Architecture¶

This page explains how the operator works internally so you can reason about its behavior when things go wrong and decide which CRD fits which job.

If you want to use the operator, start with the Quick Start. Come back here when you need to understand why.

High-level picture¶

flowchart LR
    You[You apply a<br/>NextcloudInstance] --> Op[Nextcloud Operator<br/>builds Helm values,<br/>secrets, DB &amp; bucket]
    Op -->|HelmRelease| Flux[Flux CD<br/>installs the chart]
    Flux --> NC[Nextcloud<br/>pods · service ·<br/>ingress · storage]
    style Op fill:#6366f1,stroke:#4f46e5,color:#fff
    style Flux fill:#16a34a,stroke:#15803d,color:#fff

The operator does not install Nextcloud itself — it generates Helm values and hands them to Flux, which then installs the upstream Nextcloud Helm chart. This separation of concerns means you can use any upstream chart features via spec.helm.values as an escape hatch.

The handler model¶

The operator is built on kopf and uses three categories of handlers:

Handler type	Purpose	Example
`@kopf.on.create` / `@kopf.on.update` / `@kopf.on.delete`	CRUD lifecycle	Create secrets and HelmRelease when `NextcloudInstance` is created
`@kopf.on.field`	React to specific spec changes or annotations	`k8s.bnerd.com/reconcile` annotation triggers a full reconcile
`@kopf.on.timer`	Periodic reconciliation	Every 30s: check HelmRelease status and sync it to `NextcloudInstance.status`

All handlers live in operator/handlers/ and delegate actual work to utility modules in operator/utils/. This keeps handlers thin and makes the business logic testable.

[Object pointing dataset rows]

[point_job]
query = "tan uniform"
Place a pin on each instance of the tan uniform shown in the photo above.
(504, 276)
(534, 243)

To do — Can you retype the part of the architecture page that opens with the words "Architecture¶" and closes with "fits which job."? Work only from the architecture page; the records play no part.

Exercise output —
Architecture¶

This page explains how the operator works internally so you can reason about its behavior when things go wrong and decide which CRD fits which job.